>> START Dataset rows
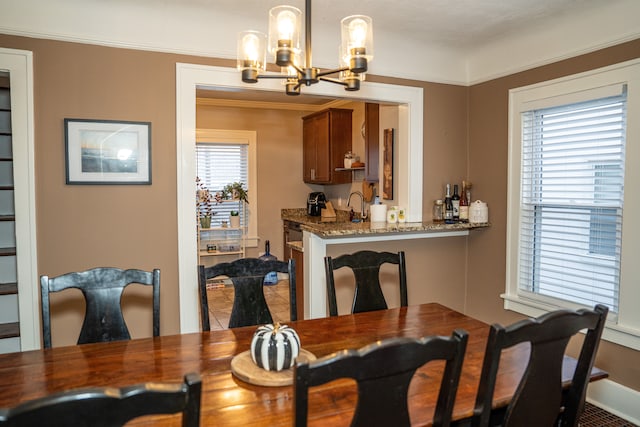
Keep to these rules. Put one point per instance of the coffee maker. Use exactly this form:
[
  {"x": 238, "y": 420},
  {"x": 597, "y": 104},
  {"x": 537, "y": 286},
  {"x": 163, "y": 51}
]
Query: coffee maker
[{"x": 315, "y": 203}]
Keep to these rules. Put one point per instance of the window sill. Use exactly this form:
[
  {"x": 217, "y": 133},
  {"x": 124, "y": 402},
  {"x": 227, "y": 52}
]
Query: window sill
[{"x": 615, "y": 333}]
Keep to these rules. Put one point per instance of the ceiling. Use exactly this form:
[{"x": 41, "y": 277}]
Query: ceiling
[
  {"x": 453, "y": 24},
  {"x": 461, "y": 25}
]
>> END Dataset rows
**Aim of the exercise**
With the pictures left out, transcribe the material exactly.

**Exercise answer**
Keep to these rules. Put one point per instance of the coffee maker. Use exactly this form:
[
  {"x": 238, "y": 420},
  {"x": 597, "y": 104},
  {"x": 537, "y": 286},
  {"x": 163, "y": 51}
]
Query: coffee maker
[{"x": 315, "y": 203}]
Keep to these rules. Put one point per instance of the window sill. Use exactly this form:
[
  {"x": 217, "y": 133},
  {"x": 124, "y": 402},
  {"x": 227, "y": 52}
]
Query: window sill
[{"x": 615, "y": 333}]
Keep to these rules. Put one point per instance of the ceiling. Use exactly this form:
[{"x": 41, "y": 277}]
Query: ceiling
[
  {"x": 453, "y": 24},
  {"x": 461, "y": 25}
]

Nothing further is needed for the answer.